Recorded information:
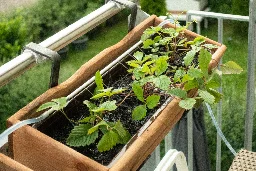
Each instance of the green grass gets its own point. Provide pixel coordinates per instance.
(34, 82)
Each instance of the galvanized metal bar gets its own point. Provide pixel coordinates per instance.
(251, 78)
(219, 107)
(168, 143)
(26, 60)
(190, 140)
(217, 15)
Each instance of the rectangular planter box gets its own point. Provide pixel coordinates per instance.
(40, 152)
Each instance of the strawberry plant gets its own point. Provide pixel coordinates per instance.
(168, 63)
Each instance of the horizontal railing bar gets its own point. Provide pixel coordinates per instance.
(26, 60)
(218, 15)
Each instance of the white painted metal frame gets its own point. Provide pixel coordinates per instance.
(173, 157)
(26, 60)
(251, 71)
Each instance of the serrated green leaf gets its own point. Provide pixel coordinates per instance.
(152, 101)
(145, 69)
(147, 43)
(138, 91)
(178, 92)
(189, 57)
(133, 64)
(108, 141)
(191, 84)
(98, 81)
(137, 73)
(117, 91)
(139, 112)
(186, 78)
(216, 94)
(195, 73)
(48, 105)
(161, 65)
(89, 119)
(89, 104)
(106, 106)
(231, 68)
(163, 82)
(187, 103)
(206, 96)
(210, 46)
(79, 137)
(138, 55)
(178, 75)
(61, 102)
(214, 81)
(204, 60)
(96, 127)
(122, 132)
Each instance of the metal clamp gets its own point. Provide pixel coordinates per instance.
(133, 7)
(40, 53)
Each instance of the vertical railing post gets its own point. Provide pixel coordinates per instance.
(250, 75)
(219, 107)
(190, 140)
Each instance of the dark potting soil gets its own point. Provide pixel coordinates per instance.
(58, 127)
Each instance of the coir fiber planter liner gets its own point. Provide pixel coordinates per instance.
(40, 152)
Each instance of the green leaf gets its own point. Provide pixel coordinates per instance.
(122, 132)
(206, 96)
(89, 119)
(186, 78)
(189, 57)
(152, 101)
(191, 84)
(138, 91)
(96, 127)
(61, 102)
(79, 137)
(139, 112)
(89, 104)
(178, 75)
(106, 106)
(216, 95)
(231, 68)
(108, 141)
(163, 82)
(147, 43)
(138, 55)
(55, 104)
(137, 73)
(161, 65)
(214, 81)
(48, 105)
(98, 81)
(210, 46)
(178, 92)
(187, 103)
(204, 60)
(195, 73)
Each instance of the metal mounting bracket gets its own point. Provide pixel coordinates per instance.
(133, 7)
(40, 53)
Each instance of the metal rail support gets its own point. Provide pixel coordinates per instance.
(133, 7)
(251, 63)
(250, 76)
(40, 53)
(23, 62)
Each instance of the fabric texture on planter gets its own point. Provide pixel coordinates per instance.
(40, 152)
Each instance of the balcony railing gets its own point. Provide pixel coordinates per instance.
(24, 61)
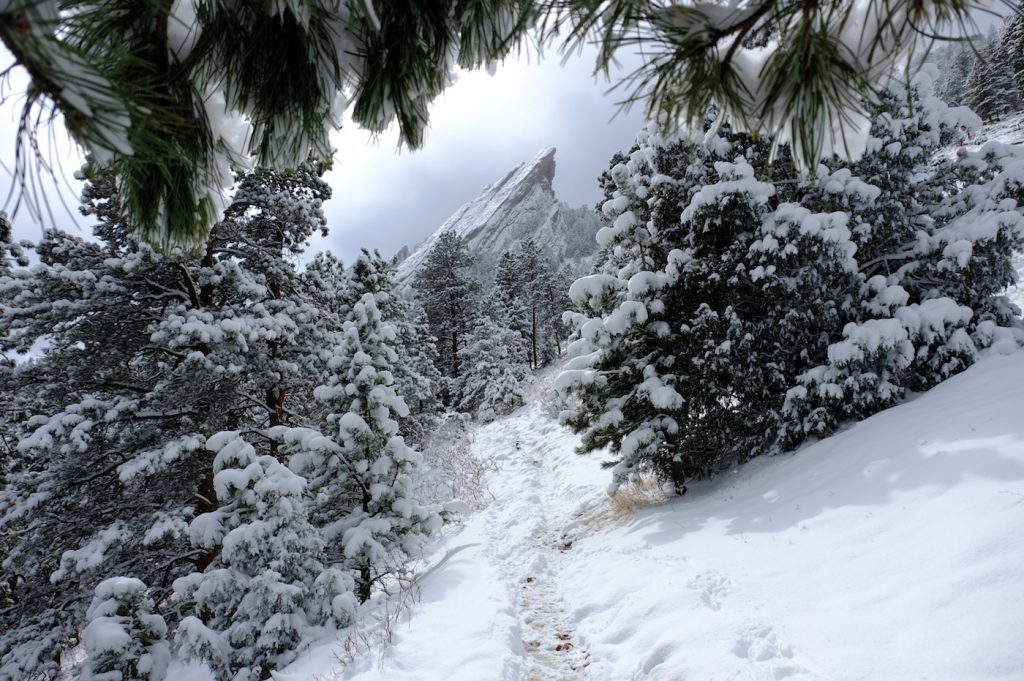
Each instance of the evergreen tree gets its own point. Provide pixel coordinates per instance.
(991, 89)
(955, 65)
(416, 377)
(359, 470)
(1012, 45)
(282, 68)
(124, 639)
(256, 604)
(496, 375)
(734, 315)
(145, 356)
(526, 292)
(446, 293)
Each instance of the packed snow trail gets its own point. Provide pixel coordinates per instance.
(524, 528)
(888, 552)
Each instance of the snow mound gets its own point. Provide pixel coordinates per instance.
(891, 551)
(520, 205)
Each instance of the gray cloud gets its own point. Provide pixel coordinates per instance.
(480, 128)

Problem to solve: Extract every line from the one containing "Each instance of the snow" through the last line of the data, inclusive, exactly as written.

Final answer:
Each instance of the snow mound gets its own point. Provide pixel coordinates per instance.
(891, 551)
(520, 205)
Each instance of the gray cloud gets its own point. Provide pixel coordinates per instance.
(480, 128)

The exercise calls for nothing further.